### TEXTAUSZUG
Poetenpack in Potsdam Sanssouci: Die schönsten Dinge

Das Potsdamer Poetenpack feiert mit Marivauxs „Das Spiel von Liebe und Zufall“ im Heckentheater den Sommer, das Lachen und die Liebe.

Das Rezept für Sommertheater wirkt so leicht, dass man es leicht belächeln mag. Schöne Kulisse, ein laues Lüftchen, bunte Kostüme, agile Spieler, ein schmissiger Text, fertig. Tatsache aber ist, eben diese Leichtigkeit ist ungemein schwer zu machen. Es ist eine Gratwanderung zwischen großer komödiantischer Geste und leiser Melancholie (nur durch das absehbare Ende des Sommers ist der Sommer ja so schön). Wenn diese Gratwanderung nicht gelingt, bleibt danach ein Katergefühl wie nach zu viel zu süßem Wein. Gelingt sie aber, hat man am Ende das Gefühl, diese verschwenderischste Zeit des Jahres auf schönste, verschwenderischste Weise mitgefeiert zu haben.

„Das Spiel von Liebe und Zufall“, die neue Produktion des Theaters Poetenpack im Heckentheater neben dem Neuen Palais, schafft Letzteres. Es ist ein Fest der einfachsten und schönsten Dinge, die das Leben zu bieten hat. Die Sprache, das Lachen, die Liebe. Das klingt vielleicht pompös, aber auch ein bisschen Pomp gehört zu erfolgreichem Sommertheater irgendwie dazu. „Das Spiel von Liebe und Zufall“ betört einen schon vor Beginn mit dem Farbexzess eines Piet Mondrian, an dessen Bilder die Bühne von Janet Kirsten erinnert. In seiner Künstlichkeit (eckige Formen, astreine Primärfarben) könnte sich die Bühne nicht besser vom Grün des Heckentheaters und den architektonischen Verschwobelungen des Barock abheben. Der verspielten Sprache des französischen Barockdramatikers Pierre Carlet de Marivaux setzt es höchstmögliche Nüchternheit entgegen. Wie übrigens, auf andere Weise, auch das Ensemble des Poetenpacks. Die sprachlichen Pirouetten meistern sie mit einer Klarheit, die es mit Mondrians Farben aufnehmen können – wobei auch die zeitgenössische Übersetzung von Regisseur Andreas Hueck das ihre beiträgt: Wo so viel und so verwirrend galant von der Liebe die Rede ist, nimmt sich das Wort „scheißegal“ wie eine durchaus erdende Ausnahme aus.

### AUFLISTUNG
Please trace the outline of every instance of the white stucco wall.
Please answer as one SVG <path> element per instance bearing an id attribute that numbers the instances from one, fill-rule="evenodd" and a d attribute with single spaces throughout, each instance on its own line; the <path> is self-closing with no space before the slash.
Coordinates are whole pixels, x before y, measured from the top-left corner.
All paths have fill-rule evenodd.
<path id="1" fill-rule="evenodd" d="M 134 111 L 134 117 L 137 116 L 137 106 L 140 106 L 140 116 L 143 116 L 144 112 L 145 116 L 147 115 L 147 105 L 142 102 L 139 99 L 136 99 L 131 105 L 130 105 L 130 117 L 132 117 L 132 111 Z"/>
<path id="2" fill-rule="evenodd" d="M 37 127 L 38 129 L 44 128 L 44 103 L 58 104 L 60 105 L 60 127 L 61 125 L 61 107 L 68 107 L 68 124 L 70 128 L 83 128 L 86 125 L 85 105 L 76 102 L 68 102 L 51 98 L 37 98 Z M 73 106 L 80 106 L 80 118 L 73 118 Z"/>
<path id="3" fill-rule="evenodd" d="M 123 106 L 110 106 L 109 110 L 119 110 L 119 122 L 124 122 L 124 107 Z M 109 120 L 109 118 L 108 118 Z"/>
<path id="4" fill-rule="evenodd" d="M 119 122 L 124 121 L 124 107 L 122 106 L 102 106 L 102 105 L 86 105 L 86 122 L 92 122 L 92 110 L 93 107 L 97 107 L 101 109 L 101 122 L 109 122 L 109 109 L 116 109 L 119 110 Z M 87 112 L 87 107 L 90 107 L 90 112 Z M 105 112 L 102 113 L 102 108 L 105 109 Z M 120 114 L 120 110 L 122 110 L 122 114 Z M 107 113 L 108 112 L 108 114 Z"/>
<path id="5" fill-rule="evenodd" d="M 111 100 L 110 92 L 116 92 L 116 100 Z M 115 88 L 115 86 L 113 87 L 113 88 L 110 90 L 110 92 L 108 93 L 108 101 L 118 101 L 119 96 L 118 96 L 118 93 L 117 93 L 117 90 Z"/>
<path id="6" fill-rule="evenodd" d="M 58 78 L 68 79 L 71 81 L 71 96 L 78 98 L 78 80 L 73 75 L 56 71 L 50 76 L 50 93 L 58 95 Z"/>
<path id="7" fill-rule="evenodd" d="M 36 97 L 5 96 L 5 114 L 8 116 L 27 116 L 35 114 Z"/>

### AUFGABENSTELLUNG
**a.** Von wem stammt laut der Theaterkritik die zeitgenössische Übersetzung des Stücks?
**b.** Prüfe anhand der Theaterkritik, ob jede Aussage zutrifft, und belege jede Antwort mit einem wörtlichen Zitat: (i) Das Stück wird im Heckentheater neben dem Neuen Palais gespielt. (ii) Die Bühne ist in Grüntönen gehalten, die sich dem Heckentheater anpassen. (iii) Marivaux wird als französischer Barockdramatiker bezeichnet.

### LÖSUNGEN PRO AUFGABE
**a.** Von Regisseur Andreas Hueck.

**b.**
(i) Ja: „im Heckentheater neben dem Neuen Palais“
(ii) Nein: „eckige Formen, astreine Primärfarben“ und „könnte sich die Bühne nicht besser vom Grün des Heckentheaters und den architektonischen Verschwobelungen des Barock abheben“
(iii) Ja: „des französischen Barockdramatikers Pierre Carlet de Marivaux“